Given task: Please turn all of the material below into a numbered list, skipping blank lines and leaving the picture out.

Record set:
********************

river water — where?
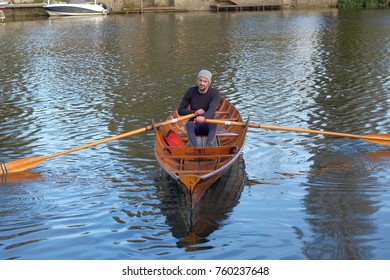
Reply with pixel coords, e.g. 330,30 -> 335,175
0,9 -> 390,260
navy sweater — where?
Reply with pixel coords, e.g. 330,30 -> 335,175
178,86 -> 220,119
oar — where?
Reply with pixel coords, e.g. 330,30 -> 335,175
0,114 -> 195,175
205,119 -> 390,145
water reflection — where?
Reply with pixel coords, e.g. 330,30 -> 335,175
303,9 -> 390,259
303,143 -> 389,260
156,157 -> 247,251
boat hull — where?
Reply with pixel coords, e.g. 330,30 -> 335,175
44,4 -> 108,16
155,98 -> 247,207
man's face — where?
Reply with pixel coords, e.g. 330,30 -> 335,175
198,77 -> 209,93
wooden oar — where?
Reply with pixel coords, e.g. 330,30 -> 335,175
0,114 -> 195,175
205,119 -> 390,145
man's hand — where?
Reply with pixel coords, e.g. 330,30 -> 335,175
194,116 -> 205,123
195,109 -> 206,116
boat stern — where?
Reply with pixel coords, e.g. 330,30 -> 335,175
179,175 -> 202,194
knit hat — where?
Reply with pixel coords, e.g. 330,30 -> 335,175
197,70 -> 213,84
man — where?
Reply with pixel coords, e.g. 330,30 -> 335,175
178,70 -> 220,147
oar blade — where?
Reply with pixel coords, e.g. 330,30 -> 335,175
362,134 -> 390,146
0,156 -> 49,175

********************

Expected output:
1. river water — where?
2. Reply with pixel coords, e.g. 330,30 -> 335,175
3. 0,9 -> 390,260
4. navy sweater — where?
5. Reply with pixel coords, e.g. 330,30 -> 335,175
6. 178,86 -> 220,119
7. oar — where?
8. Reply with pixel coords, e.g. 330,30 -> 335,175
9. 0,114 -> 195,175
10. 205,119 -> 390,145
11. water reflection — where?
12. Reply with pixel coords, e.g. 330,30 -> 335,175
13. 303,9 -> 390,259
14. 303,143 -> 389,260
15. 156,157 -> 247,251
16. boat hull — where?
17. Reply with pixel coords, e.g. 330,30 -> 335,175
18. 44,4 -> 108,16
19. 155,98 -> 247,207
20. man's face — where?
21. Reply with pixel coords, e.g. 330,30 -> 335,175
22. 198,77 -> 209,93
23. wooden oar — where?
24. Reply with pixel coords, e.g. 330,30 -> 335,175
25. 0,114 -> 195,175
26. 205,119 -> 390,145
27. man's hand — where?
28. Reply with pixel coords, e.g. 330,30 -> 335,175
29. 194,116 -> 205,123
30. 195,109 -> 206,116
31. boat stern — where?
32. Reply with pixel coords, e.g. 330,30 -> 335,175
33. 179,175 -> 202,194
34. knit hat — where?
35. Reply with pixel coords, e.g. 330,30 -> 335,175
36. 197,70 -> 213,84
37. man — where?
38. Reply with pixel coords, e.g. 330,30 -> 335,175
39. 178,70 -> 220,147
40. oar blade — where?
41. Reply with pixel coords, e.g. 330,30 -> 335,175
42. 362,134 -> 390,146
43. 0,156 -> 49,175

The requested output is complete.